----- Selection -----

When we think about algorithmic bias, we often picture it as accidental, the unfortunate result of incomplete data, skewed assumptions, or historical inequality baked into training sets. But what if bias isn’t always a mistake? What if, sometimes, it’s the point?

Take the airline industry. Visit a travel booking site operated by a particular airline and you're likely to see that airline's flights displayed at the top of the search results. This isn't coincidence or consumer preference at work, it’s a deliberate design choice. The algorithm has been engineered to prioritise the operator’s commercial interests over neutrality, user convenience, or even price. It’s a textbook case of intentional algorithmic bias, and it's more common than many realise.

This form of bias differs sharply from the inadvertent type most frequently discussed in ethical AI circles. It isn’t caused by oversight or lack of awareness. It’s strategic. And it raises a fundamentally different set of concerns, not just about fairness, but about power and accountability. These algorithms are not neutral tools; they are extensions of institutional self-interest, quietly shaping markets and consumer behaviour behind a veneer of objectivity.

----- Supplied information -----

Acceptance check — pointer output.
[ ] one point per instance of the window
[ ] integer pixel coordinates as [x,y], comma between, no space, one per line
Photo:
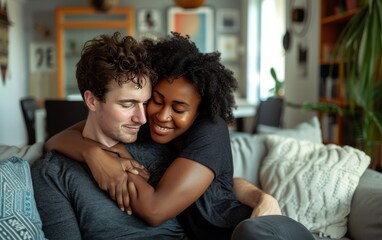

-----

* Aim of the exercise *
According to the passage about algorithmic bias, what does an airline's own travel booking site usually place at the top of its search results? Rely only on the passage about algorithmic bias, not the material.

* Result for this task *
That airline's own flights.